Separate sampler state from texture state

skynet · February 5, 2010, 2:08pm

Don’t mix up texture and texture units. What has been called “texture unit” in former days are “samplers” today. Even with fixed functionality, it was well possible to bind the same texture to multiple texture units.

What we want is achieve is to sample the same series of image data in a different way with each sampler accessing it.
For instance, I’d like to access a certain texture twice in a shader, once with GL_REPEAT and once with GL_CLAMP_TO_EDGE. Today this is only possible if I create two distinct texture objects (thereby replicating the image data, doubling the VRAM usage).

And about the wrapping, cannot this to be easily handled by something like (x%with,y%height) into shaders ?

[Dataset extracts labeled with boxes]
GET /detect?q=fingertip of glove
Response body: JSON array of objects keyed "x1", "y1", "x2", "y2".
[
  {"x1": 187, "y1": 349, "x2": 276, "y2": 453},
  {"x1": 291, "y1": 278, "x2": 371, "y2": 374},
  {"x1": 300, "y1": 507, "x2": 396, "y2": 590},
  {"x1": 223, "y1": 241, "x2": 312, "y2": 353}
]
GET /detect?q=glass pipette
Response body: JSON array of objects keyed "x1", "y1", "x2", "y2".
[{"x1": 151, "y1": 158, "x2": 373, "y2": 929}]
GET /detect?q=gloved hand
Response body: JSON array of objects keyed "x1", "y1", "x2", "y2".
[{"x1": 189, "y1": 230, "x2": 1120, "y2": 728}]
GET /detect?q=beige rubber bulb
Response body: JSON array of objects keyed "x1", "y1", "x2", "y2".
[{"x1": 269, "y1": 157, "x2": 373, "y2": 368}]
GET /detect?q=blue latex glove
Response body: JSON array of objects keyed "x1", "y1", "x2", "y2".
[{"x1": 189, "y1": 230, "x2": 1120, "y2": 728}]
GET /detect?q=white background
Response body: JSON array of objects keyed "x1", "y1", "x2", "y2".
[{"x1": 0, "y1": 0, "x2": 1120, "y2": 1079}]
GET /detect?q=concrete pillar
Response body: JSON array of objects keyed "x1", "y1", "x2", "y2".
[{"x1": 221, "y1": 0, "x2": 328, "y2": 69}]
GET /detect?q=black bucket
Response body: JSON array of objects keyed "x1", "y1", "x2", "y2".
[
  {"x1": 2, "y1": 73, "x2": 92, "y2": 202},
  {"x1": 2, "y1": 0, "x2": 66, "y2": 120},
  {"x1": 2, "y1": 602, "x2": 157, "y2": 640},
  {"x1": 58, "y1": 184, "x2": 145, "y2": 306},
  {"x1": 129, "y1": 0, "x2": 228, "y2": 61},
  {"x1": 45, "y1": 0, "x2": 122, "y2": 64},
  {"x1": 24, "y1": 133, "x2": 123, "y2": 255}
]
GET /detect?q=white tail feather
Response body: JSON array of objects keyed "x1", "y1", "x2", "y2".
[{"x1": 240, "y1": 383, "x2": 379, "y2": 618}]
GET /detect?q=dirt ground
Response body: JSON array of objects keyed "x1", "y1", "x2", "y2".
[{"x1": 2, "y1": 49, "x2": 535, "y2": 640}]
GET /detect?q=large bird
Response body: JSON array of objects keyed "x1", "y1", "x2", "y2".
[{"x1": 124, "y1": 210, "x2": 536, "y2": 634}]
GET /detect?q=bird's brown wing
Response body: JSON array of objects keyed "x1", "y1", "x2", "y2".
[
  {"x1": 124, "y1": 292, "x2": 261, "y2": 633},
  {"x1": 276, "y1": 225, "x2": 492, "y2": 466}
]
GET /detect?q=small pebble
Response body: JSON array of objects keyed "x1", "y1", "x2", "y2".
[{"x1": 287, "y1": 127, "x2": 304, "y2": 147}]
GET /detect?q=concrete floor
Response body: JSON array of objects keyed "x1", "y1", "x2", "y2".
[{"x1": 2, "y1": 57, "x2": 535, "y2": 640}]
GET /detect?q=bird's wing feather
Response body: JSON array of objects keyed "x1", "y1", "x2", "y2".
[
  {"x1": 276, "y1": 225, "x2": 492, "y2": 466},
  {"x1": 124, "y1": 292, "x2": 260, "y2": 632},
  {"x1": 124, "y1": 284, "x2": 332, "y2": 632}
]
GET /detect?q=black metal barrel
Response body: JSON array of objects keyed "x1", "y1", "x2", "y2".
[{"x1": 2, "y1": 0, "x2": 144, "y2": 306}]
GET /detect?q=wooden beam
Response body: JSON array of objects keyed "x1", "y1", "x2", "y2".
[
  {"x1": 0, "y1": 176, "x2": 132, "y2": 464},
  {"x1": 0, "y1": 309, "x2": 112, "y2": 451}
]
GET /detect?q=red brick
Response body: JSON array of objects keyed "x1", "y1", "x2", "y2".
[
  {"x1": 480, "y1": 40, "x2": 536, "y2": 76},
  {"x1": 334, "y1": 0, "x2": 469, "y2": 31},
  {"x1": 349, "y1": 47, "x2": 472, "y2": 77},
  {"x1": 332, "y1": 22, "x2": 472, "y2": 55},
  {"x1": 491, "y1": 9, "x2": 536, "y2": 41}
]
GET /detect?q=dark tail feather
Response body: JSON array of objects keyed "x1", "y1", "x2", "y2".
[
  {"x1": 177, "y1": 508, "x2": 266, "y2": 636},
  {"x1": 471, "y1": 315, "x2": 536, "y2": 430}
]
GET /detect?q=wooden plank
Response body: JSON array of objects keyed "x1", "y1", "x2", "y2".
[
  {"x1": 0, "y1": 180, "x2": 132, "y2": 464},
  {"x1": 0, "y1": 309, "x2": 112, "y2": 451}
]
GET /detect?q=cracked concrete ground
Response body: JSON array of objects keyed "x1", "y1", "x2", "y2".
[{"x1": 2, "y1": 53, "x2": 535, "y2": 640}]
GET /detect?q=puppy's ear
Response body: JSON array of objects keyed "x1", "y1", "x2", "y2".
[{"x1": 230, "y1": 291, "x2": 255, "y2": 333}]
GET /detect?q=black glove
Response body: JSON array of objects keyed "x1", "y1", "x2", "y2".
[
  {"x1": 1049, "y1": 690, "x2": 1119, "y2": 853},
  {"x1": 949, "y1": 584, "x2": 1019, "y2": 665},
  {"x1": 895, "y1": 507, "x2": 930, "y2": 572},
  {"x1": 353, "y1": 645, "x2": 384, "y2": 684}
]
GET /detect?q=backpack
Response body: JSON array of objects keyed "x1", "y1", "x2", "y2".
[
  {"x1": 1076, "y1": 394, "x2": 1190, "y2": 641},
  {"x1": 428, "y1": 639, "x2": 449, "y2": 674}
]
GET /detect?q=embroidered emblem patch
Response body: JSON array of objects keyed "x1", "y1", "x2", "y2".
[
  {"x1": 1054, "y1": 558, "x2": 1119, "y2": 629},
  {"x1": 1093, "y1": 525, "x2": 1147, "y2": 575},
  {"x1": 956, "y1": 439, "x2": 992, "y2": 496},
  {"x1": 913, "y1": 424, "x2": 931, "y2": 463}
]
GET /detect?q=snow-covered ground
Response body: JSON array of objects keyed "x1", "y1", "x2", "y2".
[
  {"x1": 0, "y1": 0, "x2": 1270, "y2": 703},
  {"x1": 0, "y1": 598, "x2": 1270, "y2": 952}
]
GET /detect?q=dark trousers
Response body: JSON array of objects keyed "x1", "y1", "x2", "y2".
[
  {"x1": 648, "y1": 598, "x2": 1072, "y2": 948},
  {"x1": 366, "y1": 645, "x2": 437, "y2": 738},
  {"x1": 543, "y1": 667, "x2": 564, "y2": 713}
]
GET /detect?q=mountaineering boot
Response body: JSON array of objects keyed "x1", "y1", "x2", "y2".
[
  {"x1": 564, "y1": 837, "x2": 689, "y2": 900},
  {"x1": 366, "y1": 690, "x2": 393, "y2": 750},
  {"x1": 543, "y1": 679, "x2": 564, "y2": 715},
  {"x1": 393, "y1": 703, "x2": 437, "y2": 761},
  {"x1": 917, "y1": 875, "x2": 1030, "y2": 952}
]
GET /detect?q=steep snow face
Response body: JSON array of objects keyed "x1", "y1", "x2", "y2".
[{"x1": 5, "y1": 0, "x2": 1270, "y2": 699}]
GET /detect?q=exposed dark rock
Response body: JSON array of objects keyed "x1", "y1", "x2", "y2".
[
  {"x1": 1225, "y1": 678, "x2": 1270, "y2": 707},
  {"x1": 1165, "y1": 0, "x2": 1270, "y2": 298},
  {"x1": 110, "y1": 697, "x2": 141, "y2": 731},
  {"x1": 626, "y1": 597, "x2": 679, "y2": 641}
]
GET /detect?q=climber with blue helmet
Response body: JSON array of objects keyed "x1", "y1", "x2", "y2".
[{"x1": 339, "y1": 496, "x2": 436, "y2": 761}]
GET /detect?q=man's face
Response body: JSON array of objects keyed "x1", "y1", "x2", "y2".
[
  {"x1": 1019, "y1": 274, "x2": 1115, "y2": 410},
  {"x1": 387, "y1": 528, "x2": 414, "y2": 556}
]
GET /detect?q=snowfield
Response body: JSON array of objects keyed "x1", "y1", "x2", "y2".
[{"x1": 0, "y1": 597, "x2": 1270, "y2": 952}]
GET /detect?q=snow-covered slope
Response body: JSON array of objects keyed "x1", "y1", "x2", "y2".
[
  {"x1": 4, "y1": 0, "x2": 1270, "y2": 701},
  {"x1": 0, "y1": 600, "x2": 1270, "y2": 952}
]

» **Tasks to complete**
1. Show every line of the rows that contains the word "blue".
2. Resume the post on separating sampler state from texture state, picking up after its last sentence.
The rows are unrelated to the post on separating sampler state from texture state.

» **Answers provided**
1.
GET /detect?q=blue latex glove
GET /detect?q=climber with blue helmet

2.
No, you cannot easily emulate this in a shader, because you also need to consider that one texture sample might tap the texture multiple times! Each tap needs to be wrapped independently.
The hardware does this very fast and efficient today.

Alfonse_Reinheart · February 5, 2010, 2:28pm

I have already encounter the problem when I have wanted the possibility to blend two YCbCr textures on 4:2:0 format with an hardware that can only handle two textures units …

To add to what Skynet has said, if your hardware can only handle two texture accesses in one pass, then it can only handle two texture accesses in one pass.

What’s being discussed here is essentially API cleanup. It won’t magically allow hardware to do something that it could not before. But it will make it easier and more intuitive for the user to communicate their intentions to OpenGL.

Yann_LE_PETITCORPS · February 5, 2010, 2:28pm

Thanks, Skynet for your response

It’s about the possibility of multiples samplers into the same texture unit that I have wanted to speak. (it’s true that I make often the mistake )

But technicaly, why two texture units cannot access to the same texture data ?
(cf. replicating the data)

@+
Yannoo

Yann_LE_PETITCORPS · February 5, 2010, 2:42pm

Yes, Alphonse it’s true.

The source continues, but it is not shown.